COMPITO RICHIESTO:
Puoi restituire identiche, riga per riga, tutte le voci qui sotto, omettendo le immagini?

VOCI FORNITE:
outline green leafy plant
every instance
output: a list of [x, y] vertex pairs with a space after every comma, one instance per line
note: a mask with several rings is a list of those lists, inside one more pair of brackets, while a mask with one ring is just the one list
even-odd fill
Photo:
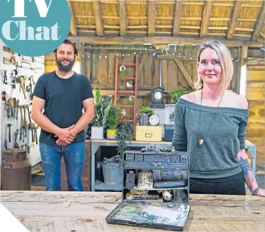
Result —
[[187, 89], [175, 89], [172, 92], [171, 92], [171, 103], [176, 103], [178, 99], [184, 94], [187, 94], [192, 92], [192, 91], [187, 90]]
[[103, 162], [106, 165], [109, 163], [121, 164], [123, 160], [123, 153], [127, 149], [127, 143], [132, 141], [132, 124], [130, 122], [121, 122], [118, 125], [117, 132], [117, 155], [110, 157], [104, 157]]
[[117, 143], [118, 154], [116, 162], [121, 163], [123, 160], [123, 153], [127, 148], [127, 141], [130, 143], [132, 134], [132, 124], [127, 122], [121, 122], [118, 127]]
[[108, 115], [106, 115], [106, 123], [110, 129], [117, 129], [118, 120], [121, 117], [121, 109], [120, 106], [111, 106]]
[[154, 108], [147, 105], [147, 106], [142, 106], [139, 110], [139, 112], [141, 114], [142, 113], [148, 114], [148, 117], [150, 117], [151, 115], [154, 114]]
[[94, 117], [91, 123], [94, 127], [102, 127], [103, 122], [106, 120], [106, 115], [109, 115], [112, 98], [107, 98], [104, 99], [102, 98], [99, 89], [95, 89], [94, 93]]

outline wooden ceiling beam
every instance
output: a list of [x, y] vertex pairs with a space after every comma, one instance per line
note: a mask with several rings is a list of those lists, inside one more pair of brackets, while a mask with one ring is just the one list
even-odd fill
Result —
[[120, 2], [120, 34], [121, 37], [126, 34], [126, 6], [124, 0]]
[[176, 1], [175, 5], [174, 19], [173, 23], [173, 36], [175, 37], [178, 34], [180, 30], [180, 20], [181, 20], [181, 1]]
[[68, 1], [67, 3], [68, 4], [69, 9], [70, 9], [70, 13], [71, 15], [71, 25], [70, 25], [70, 33], [71, 34], [71, 35], [75, 37], [78, 34], [77, 32], [76, 32], [75, 15], [73, 13], [73, 11], [72, 3], [69, 1]]
[[148, 1], [148, 35], [154, 36], [156, 33], [156, 3]]
[[227, 33], [227, 39], [232, 39], [234, 36], [235, 26], [238, 19], [240, 15], [241, 1], [235, 1], [234, 8], [232, 13], [232, 20], [229, 24], [229, 29]]
[[[93, 36], [83, 37], [68, 37], [70, 40], [75, 43], [85, 43], [89, 44], [186, 44], [186, 45], [201, 45], [204, 41], [203, 38], [191, 37], [98, 37]], [[247, 44], [249, 46], [262, 47], [262, 44], [257, 41], [242, 41], [240, 40], [219, 39], [228, 47], [242, 46]]]
[[214, 1], [206, 1], [204, 7], [201, 31], [199, 33], [199, 37], [204, 37], [207, 35], [208, 32], [209, 22], [210, 21], [211, 13], [214, 6]]
[[93, 8], [94, 20], [96, 22], [97, 34], [98, 37], [103, 37], [104, 33], [102, 15], [100, 11], [100, 2], [99, 1], [93, 1]]
[[251, 38], [252, 41], [257, 41], [259, 37], [259, 32], [261, 31], [262, 25], [265, 21], [265, 2], [263, 2], [262, 8], [261, 8], [259, 14], [258, 20], [254, 27], [254, 32]]

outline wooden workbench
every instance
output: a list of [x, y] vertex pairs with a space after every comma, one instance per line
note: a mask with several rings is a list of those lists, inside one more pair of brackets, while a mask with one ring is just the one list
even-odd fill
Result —
[[[1, 201], [30, 231], [166, 231], [107, 224], [121, 193], [1, 191]], [[185, 231], [265, 231], [265, 198], [190, 195]]]

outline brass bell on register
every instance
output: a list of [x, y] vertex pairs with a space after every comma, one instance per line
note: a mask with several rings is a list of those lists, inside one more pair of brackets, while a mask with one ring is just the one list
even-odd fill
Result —
[[152, 103], [150, 107], [153, 108], [164, 109], [165, 104], [164, 98], [165, 96], [165, 90], [161, 87], [156, 87], [151, 90]]

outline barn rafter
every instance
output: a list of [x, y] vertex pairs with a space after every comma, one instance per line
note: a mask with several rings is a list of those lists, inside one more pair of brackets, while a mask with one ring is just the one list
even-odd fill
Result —
[[72, 14], [68, 36], [75, 41], [100, 44], [105, 43], [104, 38], [114, 38], [130, 44], [142, 38], [178, 44], [179, 38], [201, 42], [210, 36], [228, 45], [238, 41], [239, 46], [264, 46], [264, 1], [68, 2]]

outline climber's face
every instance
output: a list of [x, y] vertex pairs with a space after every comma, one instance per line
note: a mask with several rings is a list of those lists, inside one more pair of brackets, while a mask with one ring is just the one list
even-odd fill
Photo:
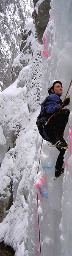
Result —
[[58, 95], [60, 97], [61, 96], [63, 93], [63, 90], [61, 84], [58, 83], [55, 84], [54, 85], [54, 89], [51, 89], [52, 92], [54, 92], [55, 93]]

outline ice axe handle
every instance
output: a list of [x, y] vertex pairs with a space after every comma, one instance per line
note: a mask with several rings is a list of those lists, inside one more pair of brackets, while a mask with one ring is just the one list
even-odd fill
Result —
[[64, 105], [64, 101], [65, 101], [65, 99], [66, 99], [66, 96], [67, 96], [67, 94], [68, 94], [68, 92], [69, 92], [69, 89], [70, 89], [70, 87], [71, 87], [71, 84], [72, 84], [72, 79], [71, 79], [71, 82], [70, 82], [70, 84], [69, 84], [69, 88], [68, 88], [68, 89], [67, 91], [67, 92], [66, 92], [66, 96], [65, 96], [65, 98], [64, 98], [64, 100], [63, 100], [63, 102], [62, 102], [62, 105], [61, 105], [61, 108], [60, 108], [60, 111], [61, 109], [61, 108], [62, 108], [62, 106], [63, 106], [63, 105]]

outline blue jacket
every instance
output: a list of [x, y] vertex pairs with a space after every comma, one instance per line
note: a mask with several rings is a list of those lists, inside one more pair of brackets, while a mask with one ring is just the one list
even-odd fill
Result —
[[42, 117], [49, 117], [51, 115], [57, 113], [60, 108], [62, 101], [60, 97], [54, 93], [50, 93], [46, 98], [41, 104], [41, 112], [38, 117], [38, 120]]

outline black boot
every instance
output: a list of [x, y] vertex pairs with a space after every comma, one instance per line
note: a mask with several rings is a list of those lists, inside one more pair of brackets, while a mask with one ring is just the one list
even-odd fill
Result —
[[64, 168], [61, 168], [60, 170], [57, 170], [55, 169], [55, 176], [56, 178], [59, 177], [62, 173], [64, 172]]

RISPOSTA AL COMPITO:
outline green leafy plant
every instance
output: a list of [x, y] vertex pairs with a space after every comma, one instance per line
note: a mask with several rings is a list of those lists, inside one more pair of brackets, while a mask with one ring is just the one list
even-odd fill
Photo:
Result —
[[187, 89], [175, 89], [172, 92], [171, 92], [171, 103], [176, 103], [178, 99], [184, 94], [187, 94], [192, 92], [192, 91], [187, 90]]
[[103, 162], [106, 165], [109, 163], [121, 164], [123, 160], [123, 153], [127, 149], [127, 143], [132, 141], [132, 124], [130, 122], [121, 122], [118, 125], [117, 132], [117, 155], [110, 157], [104, 157]]
[[117, 143], [118, 154], [116, 162], [121, 163], [123, 160], [123, 153], [127, 148], [127, 141], [130, 143], [132, 134], [132, 124], [127, 122], [121, 122], [118, 127]]
[[108, 115], [106, 115], [106, 123], [110, 129], [117, 129], [118, 120], [121, 117], [121, 109], [120, 106], [111, 106]]
[[154, 108], [147, 105], [147, 106], [142, 106], [139, 110], [139, 112], [141, 114], [142, 113], [148, 114], [148, 117], [150, 117], [151, 115], [154, 114]]
[[94, 117], [91, 123], [94, 127], [102, 127], [103, 122], [106, 120], [106, 115], [109, 115], [112, 98], [107, 98], [104, 99], [102, 98], [99, 89], [95, 89], [94, 93]]

outline wooden ceiling beam
every instance
output: a list of [x, y] vertex pairs with a space after every comma, one instance per line
note: a mask with several rings is a list of those lists, inside one more pair of brackets, while a mask with one ring is just the one list
even-odd fill
Result —
[[120, 2], [120, 34], [121, 37], [126, 34], [126, 6], [124, 0]]
[[176, 1], [175, 5], [174, 19], [173, 23], [173, 36], [175, 37], [178, 34], [180, 30], [180, 20], [181, 20], [181, 1]]
[[68, 1], [67, 3], [68, 4], [69, 9], [70, 9], [70, 13], [71, 15], [71, 25], [70, 25], [70, 33], [71, 34], [71, 35], [75, 37], [78, 34], [77, 32], [76, 32], [75, 15], [73, 13], [73, 11], [72, 3], [69, 1]]
[[148, 1], [148, 35], [154, 36], [156, 33], [156, 3]]
[[227, 33], [227, 39], [232, 39], [234, 36], [235, 26], [238, 19], [240, 15], [241, 1], [235, 1], [234, 8], [232, 13], [232, 20], [229, 24], [229, 29]]
[[[93, 36], [83, 37], [68, 37], [70, 40], [75, 43], [85, 43], [89, 44], [186, 44], [186, 45], [201, 45], [204, 41], [203, 38], [191, 37], [98, 37]], [[247, 44], [249, 46], [262, 47], [262, 44], [257, 41], [242, 41], [240, 40], [219, 39], [228, 47], [242, 46]]]
[[214, 1], [206, 1], [204, 7], [201, 31], [199, 33], [199, 37], [204, 37], [207, 35], [208, 32], [209, 22], [210, 21], [211, 13], [214, 6]]
[[93, 8], [94, 20], [96, 22], [97, 34], [98, 37], [103, 37], [104, 33], [102, 15], [100, 11], [100, 2], [99, 1], [93, 1]]
[[251, 38], [252, 41], [257, 41], [259, 37], [259, 32], [261, 31], [262, 25], [265, 21], [265, 2], [263, 2], [262, 8], [261, 8], [259, 14], [258, 20], [254, 27], [254, 32]]

outline wooden workbench
every instance
output: a list of [x, y] vertex pairs with a space after every comma, one instance per line
note: a mask with several rings is a list of those lists, inside one more pair of brackets, while a mask with one ring is just the one list
even-odd fill
Result —
[[[1, 201], [30, 231], [166, 231], [107, 224], [121, 193], [1, 191]], [[185, 231], [265, 231], [265, 198], [190, 195]]]

outline brass bell on register
every instance
output: a list of [x, y] vertex pairs with a space after every comma, one instance per line
note: a mask with several rings is a list of those lists, inside one more pair of brackets, while a mask with one ring is just the one list
even-odd fill
Result —
[[152, 103], [150, 107], [153, 108], [164, 109], [165, 104], [164, 98], [165, 96], [165, 90], [161, 87], [156, 87], [151, 90]]

outline barn rafter
every instance
output: a list of [x, y] vertex pairs with a space after every comma, one instance per line
note: a mask with several rings is a list of those lists, inside one more pair of brackets, while a mask with one ring is just the one list
even-odd fill
Result —
[[72, 14], [68, 36], [75, 41], [100, 44], [105, 43], [104, 38], [114, 38], [130, 44], [142, 38], [178, 44], [179, 38], [201, 42], [210, 36], [228, 45], [238, 41], [239, 46], [264, 46], [264, 1], [68, 2]]

outline climber's face
every instance
output: a list of [x, y] vertex pairs with a space after every comma, one instance per line
note: a mask with several rings is a list of those lists, inside one more pair of brackets, while a mask with one ring is just the one list
even-odd fill
Photo:
Result —
[[58, 95], [60, 97], [61, 96], [63, 93], [63, 90], [61, 84], [58, 83], [55, 84], [54, 85], [54, 89], [51, 89], [52, 92], [54, 92], [55, 93]]

outline ice axe handle
every instance
output: a list of [x, y] vertex pairs with a space after every comma, one instance per line
note: a mask with several rings is a list of those lists, inside one more pair of brackets, while a mask with one ring is just the one list
even-odd fill
Result —
[[64, 105], [64, 101], [65, 101], [65, 99], [66, 99], [66, 96], [67, 96], [67, 94], [68, 94], [68, 92], [69, 92], [69, 89], [70, 89], [70, 87], [71, 87], [71, 84], [72, 84], [72, 79], [71, 79], [71, 82], [70, 82], [70, 84], [69, 84], [69, 88], [68, 88], [68, 89], [67, 91], [67, 92], [66, 92], [66, 96], [65, 96], [65, 98], [64, 98], [64, 100], [63, 100], [63, 102], [62, 102], [62, 105], [61, 105], [61, 108], [60, 108], [60, 111], [61, 109], [61, 108], [62, 108], [62, 106], [63, 106], [63, 105]]

outline blue jacket
every instance
output: a list of [x, y] vertex pairs with a space after every comma, one instance per line
note: a mask with several rings is a list of those lists, inside one more pair of brackets, while a mask with one ring is just the one list
even-odd fill
Result —
[[42, 117], [49, 117], [51, 115], [57, 113], [60, 108], [62, 101], [60, 97], [54, 93], [50, 93], [46, 98], [41, 104], [41, 112], [38, 117], [38, 120]]

outline black boot
every instance
output: a list of [x, y] vertex pairs with a space after every comma, one instance per line
note: a mask with several rings is a list of those lists, inside one more pair of brackets, while a mask with one ring is just the one list
even-odd fill
Result —
[[64, 168], [61, 168], [60, 170], [57, 170], [55, 169], [55, 176], [56, 178], [59, 177], [62, 173], [64, 172]]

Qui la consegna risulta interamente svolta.